- PROVIDED RECORDS:
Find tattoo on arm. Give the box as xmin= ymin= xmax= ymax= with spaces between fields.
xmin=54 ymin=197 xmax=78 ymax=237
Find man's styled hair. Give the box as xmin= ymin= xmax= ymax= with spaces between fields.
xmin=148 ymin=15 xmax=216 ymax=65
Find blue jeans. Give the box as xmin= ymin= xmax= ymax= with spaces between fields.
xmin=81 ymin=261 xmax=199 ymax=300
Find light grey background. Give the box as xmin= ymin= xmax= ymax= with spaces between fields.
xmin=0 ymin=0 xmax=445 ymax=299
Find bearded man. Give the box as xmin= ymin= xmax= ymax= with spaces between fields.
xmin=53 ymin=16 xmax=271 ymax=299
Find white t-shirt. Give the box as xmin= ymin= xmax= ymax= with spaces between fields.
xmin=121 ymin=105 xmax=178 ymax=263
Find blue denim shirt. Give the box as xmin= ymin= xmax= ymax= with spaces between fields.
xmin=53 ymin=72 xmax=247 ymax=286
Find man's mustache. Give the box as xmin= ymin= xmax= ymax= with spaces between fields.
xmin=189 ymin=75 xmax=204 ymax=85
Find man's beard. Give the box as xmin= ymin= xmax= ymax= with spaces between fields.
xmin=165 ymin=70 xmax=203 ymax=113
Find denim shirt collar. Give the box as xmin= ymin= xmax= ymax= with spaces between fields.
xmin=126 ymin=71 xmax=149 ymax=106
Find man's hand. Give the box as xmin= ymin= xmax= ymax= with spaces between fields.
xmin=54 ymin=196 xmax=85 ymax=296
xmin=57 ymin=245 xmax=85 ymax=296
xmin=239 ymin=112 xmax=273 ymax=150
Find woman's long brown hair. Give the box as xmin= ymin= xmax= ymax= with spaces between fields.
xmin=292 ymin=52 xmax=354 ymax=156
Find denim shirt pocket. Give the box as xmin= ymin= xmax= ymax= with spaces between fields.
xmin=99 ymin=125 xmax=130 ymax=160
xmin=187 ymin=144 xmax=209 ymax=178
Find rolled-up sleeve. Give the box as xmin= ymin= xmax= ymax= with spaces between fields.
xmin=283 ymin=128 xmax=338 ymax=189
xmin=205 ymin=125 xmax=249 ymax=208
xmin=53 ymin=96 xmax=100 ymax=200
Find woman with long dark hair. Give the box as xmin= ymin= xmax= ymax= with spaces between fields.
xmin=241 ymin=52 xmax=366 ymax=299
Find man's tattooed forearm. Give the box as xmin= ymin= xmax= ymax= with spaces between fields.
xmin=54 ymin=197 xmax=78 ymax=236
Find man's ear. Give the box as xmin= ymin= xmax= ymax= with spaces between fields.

- TO DO: Return, unchanged, the lines running from the start of the list through the one that contains "xmin=148 ymin=15 xmax=216 ymax=65".

- TASK RESPONSE:
Find tattoo on arm. Give the box as xmin= ymin= xmax= ymax= with spaces between fields.
xmin=54 ymin=197 xmax=78 ymax=237
Find man's styled hair. Give the box as xmin= ymin= xmax= ymax= with spaces between fields.
xmin=148 ymin=15 xmax=216 ymax=65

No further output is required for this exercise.